>> Start DATA PROVIDED

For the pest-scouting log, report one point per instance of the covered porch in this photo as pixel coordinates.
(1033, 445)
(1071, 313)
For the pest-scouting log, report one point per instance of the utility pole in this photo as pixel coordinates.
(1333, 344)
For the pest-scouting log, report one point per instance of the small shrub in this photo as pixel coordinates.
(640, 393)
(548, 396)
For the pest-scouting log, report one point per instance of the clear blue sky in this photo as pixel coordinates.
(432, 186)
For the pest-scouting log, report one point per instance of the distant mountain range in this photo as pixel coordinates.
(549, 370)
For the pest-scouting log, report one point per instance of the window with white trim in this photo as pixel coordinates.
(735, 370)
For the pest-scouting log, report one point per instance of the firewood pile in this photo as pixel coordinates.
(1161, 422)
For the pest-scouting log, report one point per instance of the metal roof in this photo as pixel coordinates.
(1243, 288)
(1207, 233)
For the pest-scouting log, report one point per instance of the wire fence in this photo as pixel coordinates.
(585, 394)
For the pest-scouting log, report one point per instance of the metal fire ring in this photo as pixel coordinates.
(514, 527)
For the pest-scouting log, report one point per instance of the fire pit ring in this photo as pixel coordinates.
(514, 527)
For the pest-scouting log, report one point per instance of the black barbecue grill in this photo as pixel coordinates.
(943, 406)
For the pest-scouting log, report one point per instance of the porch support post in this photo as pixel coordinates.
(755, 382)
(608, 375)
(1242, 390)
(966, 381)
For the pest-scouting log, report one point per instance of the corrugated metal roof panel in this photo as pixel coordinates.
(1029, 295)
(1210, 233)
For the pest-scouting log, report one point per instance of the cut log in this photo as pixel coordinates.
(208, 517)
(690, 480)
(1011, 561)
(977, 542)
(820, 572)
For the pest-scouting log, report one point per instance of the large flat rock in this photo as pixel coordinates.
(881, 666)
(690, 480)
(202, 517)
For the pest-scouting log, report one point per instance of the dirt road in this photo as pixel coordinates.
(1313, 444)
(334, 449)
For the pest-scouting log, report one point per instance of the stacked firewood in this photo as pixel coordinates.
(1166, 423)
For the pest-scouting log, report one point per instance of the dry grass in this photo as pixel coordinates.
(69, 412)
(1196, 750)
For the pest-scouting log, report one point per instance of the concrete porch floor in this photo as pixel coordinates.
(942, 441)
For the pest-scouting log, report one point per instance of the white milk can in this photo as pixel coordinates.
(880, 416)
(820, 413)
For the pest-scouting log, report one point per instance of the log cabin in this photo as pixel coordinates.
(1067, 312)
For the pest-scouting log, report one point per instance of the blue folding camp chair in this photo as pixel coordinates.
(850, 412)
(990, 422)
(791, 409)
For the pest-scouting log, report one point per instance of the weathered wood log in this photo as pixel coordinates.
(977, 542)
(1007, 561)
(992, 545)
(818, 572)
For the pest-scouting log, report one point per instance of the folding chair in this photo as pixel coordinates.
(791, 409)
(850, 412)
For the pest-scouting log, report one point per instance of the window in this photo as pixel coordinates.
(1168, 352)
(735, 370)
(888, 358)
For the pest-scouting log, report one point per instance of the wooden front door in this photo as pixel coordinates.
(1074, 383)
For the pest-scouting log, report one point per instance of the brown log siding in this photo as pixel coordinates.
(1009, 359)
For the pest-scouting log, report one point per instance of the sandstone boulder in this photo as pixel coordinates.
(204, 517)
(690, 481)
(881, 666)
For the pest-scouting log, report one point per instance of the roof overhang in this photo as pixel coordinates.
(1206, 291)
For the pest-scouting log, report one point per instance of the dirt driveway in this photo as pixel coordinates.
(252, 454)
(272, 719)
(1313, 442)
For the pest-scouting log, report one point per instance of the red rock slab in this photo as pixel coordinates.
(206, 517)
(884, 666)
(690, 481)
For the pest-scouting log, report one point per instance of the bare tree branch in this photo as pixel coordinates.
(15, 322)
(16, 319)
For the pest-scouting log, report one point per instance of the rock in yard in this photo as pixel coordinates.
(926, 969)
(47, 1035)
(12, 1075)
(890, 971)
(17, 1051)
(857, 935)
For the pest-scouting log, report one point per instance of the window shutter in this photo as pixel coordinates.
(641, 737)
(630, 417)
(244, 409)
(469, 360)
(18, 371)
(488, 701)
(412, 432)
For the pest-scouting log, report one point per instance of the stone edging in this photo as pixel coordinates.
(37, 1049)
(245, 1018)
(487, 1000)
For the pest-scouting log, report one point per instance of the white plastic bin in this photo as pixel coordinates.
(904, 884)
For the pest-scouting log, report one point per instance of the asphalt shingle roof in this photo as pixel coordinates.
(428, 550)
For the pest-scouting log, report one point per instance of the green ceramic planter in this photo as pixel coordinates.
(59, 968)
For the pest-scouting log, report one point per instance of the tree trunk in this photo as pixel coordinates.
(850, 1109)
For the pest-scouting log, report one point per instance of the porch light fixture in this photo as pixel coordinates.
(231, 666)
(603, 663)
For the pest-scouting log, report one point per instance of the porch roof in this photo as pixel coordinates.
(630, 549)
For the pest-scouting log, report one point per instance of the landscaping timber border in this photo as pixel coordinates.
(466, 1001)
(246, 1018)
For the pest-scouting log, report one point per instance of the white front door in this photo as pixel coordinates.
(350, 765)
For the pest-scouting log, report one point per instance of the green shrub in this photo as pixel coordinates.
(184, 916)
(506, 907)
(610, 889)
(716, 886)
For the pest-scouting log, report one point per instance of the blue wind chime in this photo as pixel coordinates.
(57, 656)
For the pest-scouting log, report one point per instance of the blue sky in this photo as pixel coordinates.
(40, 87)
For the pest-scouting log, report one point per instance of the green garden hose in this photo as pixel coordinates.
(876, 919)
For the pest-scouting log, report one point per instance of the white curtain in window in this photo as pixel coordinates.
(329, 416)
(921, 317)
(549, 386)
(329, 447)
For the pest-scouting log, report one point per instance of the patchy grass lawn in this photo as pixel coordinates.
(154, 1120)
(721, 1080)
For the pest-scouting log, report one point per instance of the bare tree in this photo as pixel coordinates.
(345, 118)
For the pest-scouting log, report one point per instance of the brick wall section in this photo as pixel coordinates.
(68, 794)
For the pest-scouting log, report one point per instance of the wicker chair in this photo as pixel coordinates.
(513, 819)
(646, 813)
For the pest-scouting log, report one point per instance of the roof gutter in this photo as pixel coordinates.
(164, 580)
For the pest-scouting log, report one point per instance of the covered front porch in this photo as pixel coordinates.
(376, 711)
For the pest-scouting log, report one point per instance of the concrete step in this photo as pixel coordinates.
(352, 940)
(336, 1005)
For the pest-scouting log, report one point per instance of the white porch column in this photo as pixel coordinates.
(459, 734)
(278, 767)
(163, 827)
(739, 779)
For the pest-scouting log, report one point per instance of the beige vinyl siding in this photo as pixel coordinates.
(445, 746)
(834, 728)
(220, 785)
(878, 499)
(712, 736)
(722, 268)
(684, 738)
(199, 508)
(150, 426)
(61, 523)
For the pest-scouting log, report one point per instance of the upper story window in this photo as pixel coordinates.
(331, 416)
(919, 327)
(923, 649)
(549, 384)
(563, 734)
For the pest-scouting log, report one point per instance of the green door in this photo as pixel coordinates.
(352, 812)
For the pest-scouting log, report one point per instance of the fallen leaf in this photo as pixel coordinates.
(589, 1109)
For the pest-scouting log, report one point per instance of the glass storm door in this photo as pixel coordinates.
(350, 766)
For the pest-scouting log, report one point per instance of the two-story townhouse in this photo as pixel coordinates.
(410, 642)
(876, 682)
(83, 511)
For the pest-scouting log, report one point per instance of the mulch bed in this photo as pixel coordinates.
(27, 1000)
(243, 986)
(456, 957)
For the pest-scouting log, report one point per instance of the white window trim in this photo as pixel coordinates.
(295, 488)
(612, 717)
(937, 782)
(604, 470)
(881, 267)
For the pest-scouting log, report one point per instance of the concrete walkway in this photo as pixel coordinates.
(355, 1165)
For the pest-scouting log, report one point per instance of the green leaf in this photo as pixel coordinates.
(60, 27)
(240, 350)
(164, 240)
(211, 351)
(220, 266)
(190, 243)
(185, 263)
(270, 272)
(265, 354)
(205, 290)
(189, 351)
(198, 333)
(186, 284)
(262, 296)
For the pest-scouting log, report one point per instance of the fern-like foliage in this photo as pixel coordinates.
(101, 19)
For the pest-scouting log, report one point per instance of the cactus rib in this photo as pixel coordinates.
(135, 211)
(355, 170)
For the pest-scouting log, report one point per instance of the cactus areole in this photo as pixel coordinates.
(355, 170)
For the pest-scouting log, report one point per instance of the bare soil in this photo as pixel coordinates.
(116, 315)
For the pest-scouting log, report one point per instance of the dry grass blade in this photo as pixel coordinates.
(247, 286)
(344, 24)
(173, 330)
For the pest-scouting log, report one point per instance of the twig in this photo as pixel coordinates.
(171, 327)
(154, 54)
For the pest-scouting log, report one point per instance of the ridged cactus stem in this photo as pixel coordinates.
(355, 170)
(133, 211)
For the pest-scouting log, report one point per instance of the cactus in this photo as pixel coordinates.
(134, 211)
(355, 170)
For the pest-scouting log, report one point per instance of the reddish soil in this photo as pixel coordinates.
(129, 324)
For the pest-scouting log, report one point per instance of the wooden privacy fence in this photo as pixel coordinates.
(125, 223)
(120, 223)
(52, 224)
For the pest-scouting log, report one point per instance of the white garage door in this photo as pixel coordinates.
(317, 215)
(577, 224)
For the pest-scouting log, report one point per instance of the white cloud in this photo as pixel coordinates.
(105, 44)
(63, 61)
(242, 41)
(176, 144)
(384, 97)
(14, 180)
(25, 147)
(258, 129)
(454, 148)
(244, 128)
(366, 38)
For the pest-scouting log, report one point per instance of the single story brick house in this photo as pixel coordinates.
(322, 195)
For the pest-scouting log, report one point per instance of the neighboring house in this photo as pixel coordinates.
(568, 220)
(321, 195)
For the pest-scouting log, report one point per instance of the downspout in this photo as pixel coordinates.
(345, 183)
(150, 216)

>> End DATA PROVIDED

- **WRITTEN PROBLEM**:
Repeat the lines in the records above, from the line with "section in this photo as pixel coordinates." to the line with "(336, 1005)", including both of those lines.

- **RESPONSE TO THIS EXERCISE**:
For the pest-scouting log, report one point per instance of the brick wall section in this photo as pixel coordinates.
(68, 794)
For the pest-scouting log, report one point per instance of the wicker chair in this photo as pixel coordinates.
(513, 819)
(646, 813)
For the pest-scouting log, report one point per instance of the roof gutter in this photo as pixel coordinates.
(164, 580)
For the pest-scouting log, report one point per instance of the covered front porch in this photo as pixel coordinates.
(376, 711)
For the pest-scouting log, report one point per instance of the concrete step in this photo as pixel coordinates.
(352, 940)
(336, 1005)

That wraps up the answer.